### Text excerpt
--- START ---

St. Joseph's Cathedral is a Catholic cathedral located in Wuhan, Hubei, China. It was completed in 1876, shut down during the Cultural Revolution, and re-opened in 1980. The cathedral is located at 16 Shanghai Road, Wuhan.

== Architecture ==
According to the government of Hubei, the cathedral building is a Romanesque Revival two-story structure made of timber and brick. Its total length is 40 meters and total width is 26 meters. Its main hall is 14 meters wide.

On each side at the rear of the cathedral, there is a dome-shaped belfry. The cross at the top of the cathedral stands 22 meters high from the ground.

The building area of the cathedral is 1024 sqm. It has five altars and can accommodate over 1,000 people.

== History ==
=== Construction ===
In 1862, Eustache Modeste Zanoli (Chinese name: 明位篤), then vicar apostolic of Hubei, moved the bishop's seat from Yingcheng to Wuchang. In 1866, he bought a section of marshland within the English concession of Hankou and turned it suitable for future constructions.

--- END ---

### Record excerpts
--- START ---

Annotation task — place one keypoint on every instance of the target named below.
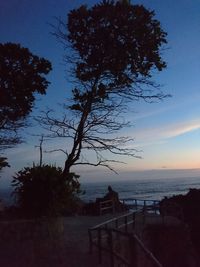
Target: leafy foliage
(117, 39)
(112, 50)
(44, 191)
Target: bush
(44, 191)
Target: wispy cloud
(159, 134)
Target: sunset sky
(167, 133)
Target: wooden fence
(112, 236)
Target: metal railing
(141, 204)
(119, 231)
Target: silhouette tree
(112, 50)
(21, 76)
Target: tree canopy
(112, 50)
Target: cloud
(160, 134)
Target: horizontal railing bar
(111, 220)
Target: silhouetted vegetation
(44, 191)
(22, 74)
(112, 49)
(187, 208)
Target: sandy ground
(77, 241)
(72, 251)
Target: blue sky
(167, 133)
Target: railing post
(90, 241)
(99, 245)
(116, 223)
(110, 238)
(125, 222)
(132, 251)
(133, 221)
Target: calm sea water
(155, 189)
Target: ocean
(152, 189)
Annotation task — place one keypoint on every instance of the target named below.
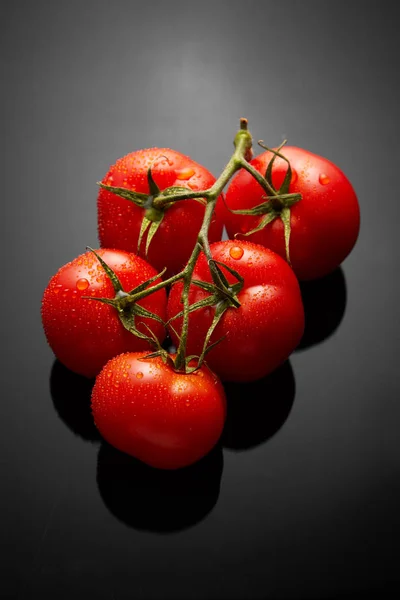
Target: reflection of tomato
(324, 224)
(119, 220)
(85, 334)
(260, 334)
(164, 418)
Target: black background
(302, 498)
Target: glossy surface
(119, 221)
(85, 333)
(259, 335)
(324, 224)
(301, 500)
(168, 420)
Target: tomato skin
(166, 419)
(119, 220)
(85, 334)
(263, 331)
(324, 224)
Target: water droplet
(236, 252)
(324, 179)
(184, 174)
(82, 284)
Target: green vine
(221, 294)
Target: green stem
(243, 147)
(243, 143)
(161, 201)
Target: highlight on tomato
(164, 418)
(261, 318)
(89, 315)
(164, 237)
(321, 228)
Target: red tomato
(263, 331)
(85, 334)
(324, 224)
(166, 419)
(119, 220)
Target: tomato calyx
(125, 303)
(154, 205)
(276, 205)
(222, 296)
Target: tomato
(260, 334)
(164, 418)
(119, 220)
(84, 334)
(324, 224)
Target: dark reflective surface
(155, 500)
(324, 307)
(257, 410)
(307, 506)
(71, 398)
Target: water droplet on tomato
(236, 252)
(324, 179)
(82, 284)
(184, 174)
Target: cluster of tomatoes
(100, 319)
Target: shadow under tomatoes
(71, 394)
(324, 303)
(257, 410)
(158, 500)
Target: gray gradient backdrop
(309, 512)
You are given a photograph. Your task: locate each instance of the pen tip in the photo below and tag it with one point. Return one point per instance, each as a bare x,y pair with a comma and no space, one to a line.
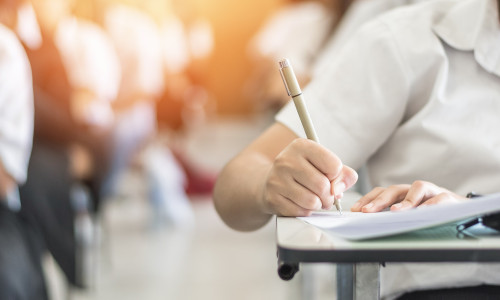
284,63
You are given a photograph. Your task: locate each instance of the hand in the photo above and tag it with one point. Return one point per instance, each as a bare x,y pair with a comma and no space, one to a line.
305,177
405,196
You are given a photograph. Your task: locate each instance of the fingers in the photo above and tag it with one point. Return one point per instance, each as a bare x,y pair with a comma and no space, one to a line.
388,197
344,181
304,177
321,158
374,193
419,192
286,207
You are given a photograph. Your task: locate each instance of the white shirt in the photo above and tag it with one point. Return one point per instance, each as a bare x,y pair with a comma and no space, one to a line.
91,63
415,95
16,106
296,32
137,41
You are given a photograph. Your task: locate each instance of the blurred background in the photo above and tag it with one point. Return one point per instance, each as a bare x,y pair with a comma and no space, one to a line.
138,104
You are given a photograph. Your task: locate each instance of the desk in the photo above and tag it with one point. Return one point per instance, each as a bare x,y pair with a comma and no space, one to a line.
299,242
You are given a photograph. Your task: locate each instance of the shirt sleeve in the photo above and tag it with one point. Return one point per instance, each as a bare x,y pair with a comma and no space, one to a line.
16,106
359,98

--- END ---

### What you are asked to do
Write out the passage of the St. Joseph's Cathedral text above between "On each side" and "over 1,000 people.", inclusive, word for word.

### Response to the exercise
On each side at the rear of the cathedral, there is a dome-shaped belfry. The cross at the top of the cathedral stands 22 meters high from the ground.

The building area of the cathedral is 1024 sqm. It has five altars and can accommodate over 1,000 people.